(Information shown Opens)

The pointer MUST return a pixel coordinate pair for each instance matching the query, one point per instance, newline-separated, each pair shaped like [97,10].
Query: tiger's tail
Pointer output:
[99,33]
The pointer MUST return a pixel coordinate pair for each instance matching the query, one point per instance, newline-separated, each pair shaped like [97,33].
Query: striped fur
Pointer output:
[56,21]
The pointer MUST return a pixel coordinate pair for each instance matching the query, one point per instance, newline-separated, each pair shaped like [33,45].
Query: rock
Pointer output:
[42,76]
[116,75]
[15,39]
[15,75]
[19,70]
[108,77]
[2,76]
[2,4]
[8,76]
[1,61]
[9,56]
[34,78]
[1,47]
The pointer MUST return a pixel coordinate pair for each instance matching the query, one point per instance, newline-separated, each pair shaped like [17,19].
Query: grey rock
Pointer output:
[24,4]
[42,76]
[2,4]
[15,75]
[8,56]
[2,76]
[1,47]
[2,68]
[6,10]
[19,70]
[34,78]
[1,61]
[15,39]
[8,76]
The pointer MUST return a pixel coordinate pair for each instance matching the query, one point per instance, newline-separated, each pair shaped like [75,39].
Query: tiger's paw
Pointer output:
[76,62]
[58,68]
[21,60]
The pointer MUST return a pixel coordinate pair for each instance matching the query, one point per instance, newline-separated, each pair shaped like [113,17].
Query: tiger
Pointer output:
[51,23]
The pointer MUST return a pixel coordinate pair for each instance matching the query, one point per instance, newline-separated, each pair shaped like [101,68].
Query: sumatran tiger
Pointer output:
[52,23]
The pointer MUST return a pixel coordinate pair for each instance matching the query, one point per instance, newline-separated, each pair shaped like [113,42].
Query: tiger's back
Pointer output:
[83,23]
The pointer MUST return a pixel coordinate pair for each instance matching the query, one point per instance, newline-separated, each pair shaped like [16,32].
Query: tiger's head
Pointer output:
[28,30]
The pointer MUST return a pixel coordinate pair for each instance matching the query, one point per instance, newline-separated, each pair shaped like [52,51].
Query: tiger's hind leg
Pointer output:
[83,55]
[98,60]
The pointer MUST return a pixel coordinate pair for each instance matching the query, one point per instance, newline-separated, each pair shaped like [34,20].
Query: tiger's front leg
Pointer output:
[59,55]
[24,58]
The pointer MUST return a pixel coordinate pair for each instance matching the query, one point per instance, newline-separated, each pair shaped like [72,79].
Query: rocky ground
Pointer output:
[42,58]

(Information shown Closes)
(Information shown Opens)

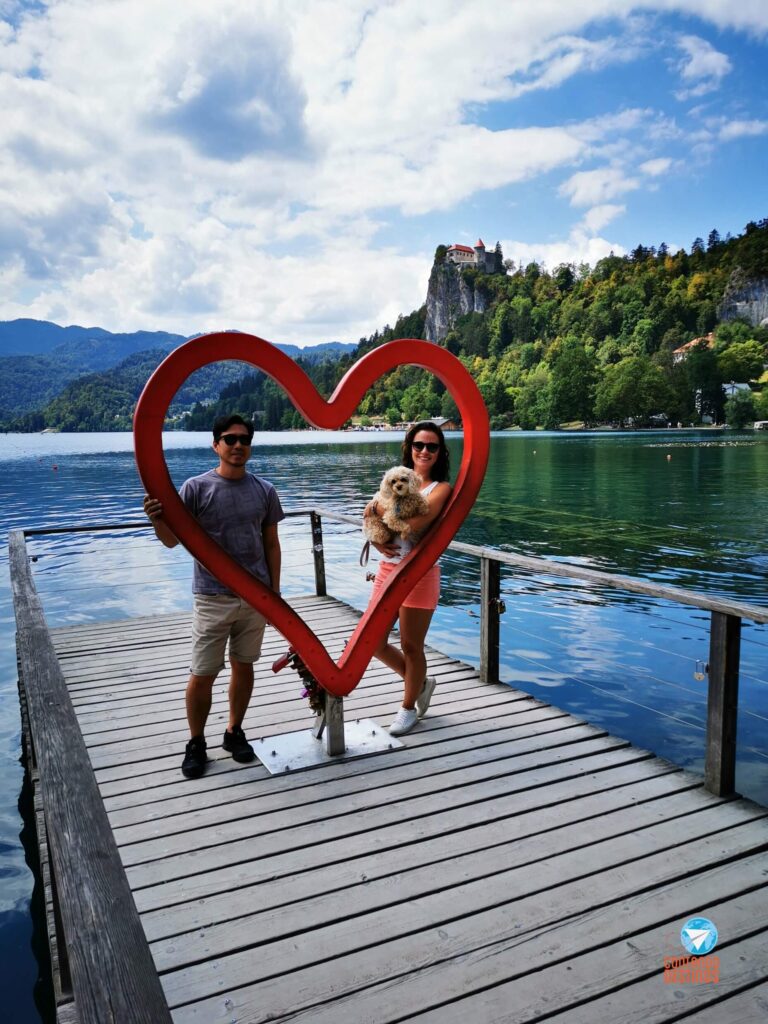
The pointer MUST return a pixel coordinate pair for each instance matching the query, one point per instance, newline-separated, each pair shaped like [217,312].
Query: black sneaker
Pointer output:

(Information shown Closes)
(Information shown Opens)

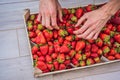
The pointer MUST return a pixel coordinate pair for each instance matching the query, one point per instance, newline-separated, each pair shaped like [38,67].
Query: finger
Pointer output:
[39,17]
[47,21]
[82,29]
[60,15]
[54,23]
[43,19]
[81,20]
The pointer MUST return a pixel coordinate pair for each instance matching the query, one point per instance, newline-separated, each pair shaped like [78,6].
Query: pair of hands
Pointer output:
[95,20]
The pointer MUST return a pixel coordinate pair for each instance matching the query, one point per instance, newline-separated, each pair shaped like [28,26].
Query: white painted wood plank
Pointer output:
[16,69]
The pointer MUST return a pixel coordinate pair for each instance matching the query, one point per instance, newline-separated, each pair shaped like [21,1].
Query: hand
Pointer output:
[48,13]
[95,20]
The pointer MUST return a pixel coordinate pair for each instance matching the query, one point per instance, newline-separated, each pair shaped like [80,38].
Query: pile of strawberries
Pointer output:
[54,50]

(Information shown Closes)

What do the lines above say from the one containing "shaped like [17,19]." down to the one containing "Query: grey rock"? Return them exactly, both end lines included, and only them.

The pointer MUST return a pixel coordinate pair for each instance matching the query, one point per instance, newline-separated, each pair shaped like [17,19].
Query: grey rock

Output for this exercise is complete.